◆ AIM 1
In the forum thread about alarm issues, what alarm is installed in the 2003 Ford van?

━━ TEXT EXTRACT ━━

# Alarm Issues



## Tylerjohn (Nov 11, 2008)

I recently killed the battery on my 2003 Ford van. We're talking completely discharged. The truck has an Audiovox Pursuit Pro 9232s alarm that was dealer installed. Since the battery issue the alarm went from being an active alarm to a passive alarm. It's driving me insane.

I realize the loss of battery power somehow changed this alarms settings. I just can't seem to figure out how to restore the original function. I've done an extensive google search and have yet to see this exact issue addressed. I do have a inquiry in with Audiovox's tech dept. but I don't know if and when I'll hear from them. Any help would be great. I'd prefer to not have to go back to Ford.


----------



## jaggerwild (May 21, 2007)

Tylerjohn said:


> I recently killed the battery on my 2003 Ford van. We're talking completely discharged. The truck has an Audiovox Pursuit Pro 9232s alarm that was dealer installed. Since the battery issue the alarm went from being an active alarm to a passive alarm. It's driving me insane.
> 
> I realize the loss of battery power somehow changed this alarms settings. I just can't seem to figure out how to restore the original function. I've done an extensive google search and have yet to see this exact issue addressed. I do have a inquiry in with Audiovox's tech dept. but I don't know if and when I'll hear from them. Any help would be great. I'd prefer to not have to go back to Ford.


 You need the install/owners manual, I had to get rid of all my old manuals as the box weighted too much. And it has been to long for me to remember how, usually the dealer has a local installer do the work for them. You might ask where they get it done.


----------

━━━
━━ RECORD EXCERPTS ━━

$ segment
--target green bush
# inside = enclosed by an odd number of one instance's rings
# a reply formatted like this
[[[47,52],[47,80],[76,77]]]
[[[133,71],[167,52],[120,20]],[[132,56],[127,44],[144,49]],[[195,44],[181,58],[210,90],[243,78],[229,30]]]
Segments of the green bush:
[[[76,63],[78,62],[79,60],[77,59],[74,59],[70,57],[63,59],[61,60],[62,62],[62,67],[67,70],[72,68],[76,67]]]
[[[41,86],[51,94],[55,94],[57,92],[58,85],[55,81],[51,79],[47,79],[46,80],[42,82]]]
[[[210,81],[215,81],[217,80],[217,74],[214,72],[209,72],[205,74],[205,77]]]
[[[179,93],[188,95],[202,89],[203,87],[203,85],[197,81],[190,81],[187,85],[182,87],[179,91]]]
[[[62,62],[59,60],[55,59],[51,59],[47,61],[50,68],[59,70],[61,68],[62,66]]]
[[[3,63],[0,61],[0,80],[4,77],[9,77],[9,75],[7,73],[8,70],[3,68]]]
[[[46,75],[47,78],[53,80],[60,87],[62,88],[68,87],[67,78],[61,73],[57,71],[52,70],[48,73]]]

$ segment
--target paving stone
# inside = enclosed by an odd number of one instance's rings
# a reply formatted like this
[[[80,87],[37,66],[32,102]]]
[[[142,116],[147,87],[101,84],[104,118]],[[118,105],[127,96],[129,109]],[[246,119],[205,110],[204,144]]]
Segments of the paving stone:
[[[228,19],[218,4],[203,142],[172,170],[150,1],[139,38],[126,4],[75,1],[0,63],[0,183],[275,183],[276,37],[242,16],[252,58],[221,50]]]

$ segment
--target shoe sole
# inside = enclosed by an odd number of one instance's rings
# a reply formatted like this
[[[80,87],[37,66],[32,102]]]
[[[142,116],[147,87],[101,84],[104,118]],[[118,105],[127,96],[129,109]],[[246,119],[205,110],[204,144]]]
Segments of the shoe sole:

━━━

◆ AIM 2
Reproduce the entries word for word, starting at their first line and ending at the line containing "Segments of the green", with both of those lines included.

◆ FULL OUTPUT 1
An Audiovox Pursuit Pro 9232s, installed by the dealer.

◆ FULL OUTPUT 2
$ segment
--target green bush
# inside = enclosed by an odd number of one instance's rings
# a reply formatted like this
[[[47,52],[47,80],[76,77]]]
[[[133,71],[167,52],[120,20]],[[132,56],[127,44],[144,49]],[[195,44],[181,58],[210,90],[243,78],[229,30]]]
Segments of the green bush:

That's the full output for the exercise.